[[ Task material open ]]

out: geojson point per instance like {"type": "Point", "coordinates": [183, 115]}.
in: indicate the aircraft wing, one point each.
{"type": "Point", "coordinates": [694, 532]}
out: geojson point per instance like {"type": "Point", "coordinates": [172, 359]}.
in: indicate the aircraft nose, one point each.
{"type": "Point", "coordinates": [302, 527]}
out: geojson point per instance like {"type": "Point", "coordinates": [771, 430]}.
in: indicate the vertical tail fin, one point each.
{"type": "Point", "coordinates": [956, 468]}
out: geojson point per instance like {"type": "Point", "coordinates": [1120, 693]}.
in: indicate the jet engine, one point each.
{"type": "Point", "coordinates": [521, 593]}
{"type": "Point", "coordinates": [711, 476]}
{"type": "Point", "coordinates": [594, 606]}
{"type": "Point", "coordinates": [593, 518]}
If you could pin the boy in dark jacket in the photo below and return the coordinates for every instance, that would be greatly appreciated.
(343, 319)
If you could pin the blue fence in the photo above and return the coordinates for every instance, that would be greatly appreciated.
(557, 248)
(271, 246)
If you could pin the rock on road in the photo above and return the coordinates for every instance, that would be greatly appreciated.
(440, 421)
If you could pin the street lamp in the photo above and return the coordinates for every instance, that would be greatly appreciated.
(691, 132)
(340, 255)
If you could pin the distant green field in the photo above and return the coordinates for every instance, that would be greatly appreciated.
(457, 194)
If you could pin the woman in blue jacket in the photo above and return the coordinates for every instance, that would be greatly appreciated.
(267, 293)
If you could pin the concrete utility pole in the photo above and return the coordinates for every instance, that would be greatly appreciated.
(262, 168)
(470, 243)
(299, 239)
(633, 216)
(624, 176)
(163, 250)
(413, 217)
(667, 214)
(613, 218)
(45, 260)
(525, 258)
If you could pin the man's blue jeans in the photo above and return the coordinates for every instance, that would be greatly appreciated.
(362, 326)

[[ Task material closed ]]

- _How to complete this task_
Provide a verbatim reproduction of all the records.

- _The completed task_
out: geojson point per instance like {"type": "Point", "coordinates": [183, 115]}.
in: indicate the aircraft wing, one point each.
{"type": "Point", "coordinates": [694, 532]}
out: geojson point per instance like {"type": "Point", "coordinates": [172, 359]}.
in: indicate the aircraft nose, one point each.
{"type": "Point", "coordinates": [302, 527]}
out: geojson point per instance like {"type": "Point", "coordinates": [771, 430]}.
in: indicate the vertical tail fin, one point each.
{"type": "Point", "coordinates": [956, 468]}
out: geojson point per instance like {"type": "Point", "coordinates": [1120, 693]}.
in: indicate the jet engine, one point each.
{"type": "Point", "coordinates": [521, 593]}
{"type": "Point", "coordinates": [711, 476]}
{"type": "Point", "coordinates": [594, 606]}
{"type": "Point", "coordinates": [593, 518]}
If you could pin the boy in dark jacket in the photo below and return the coordinates for every instance, that would be greatly appreciated.
(343, 319)
If you could pin the blue fence in the photo above and return the coordinates for every instance, that would be greatly appreciated.
(557, 248)
(271, 246)
If you could pin the rock on road in the photo above and return the coordinates for every instance, that would be greatly appreciated.
(440, 421)
If you could pin the street lamp in the photo above and return the coordinates for every instance, that would be greatly appreciated.
(691, 132)
(340, 255)
If you could pin the distant green field in the photo above and return the coordinates for every instance, that would be greatly appreciated.
(457, 194)
If you could pin the woman in blue jacket in the photo above and return the coordinates for every instance, that would be greatly appreciated.
(267, 293)
If you could pin the concrete utility pole in the photo above and return the coordinates for every instance, that would be greatly appreciated.
(262, 168)
(470, 243)
(299, 239)
(633, 216)
(624, 176)
(163, 250)
(413, 217)
(667, 214)
(613, 218)
(45, 260)
(525, 258)
If you could pin the man's blue jeans in the photo above and return the coordinates for every instance, that would be greatly appreciated.
(362, 326)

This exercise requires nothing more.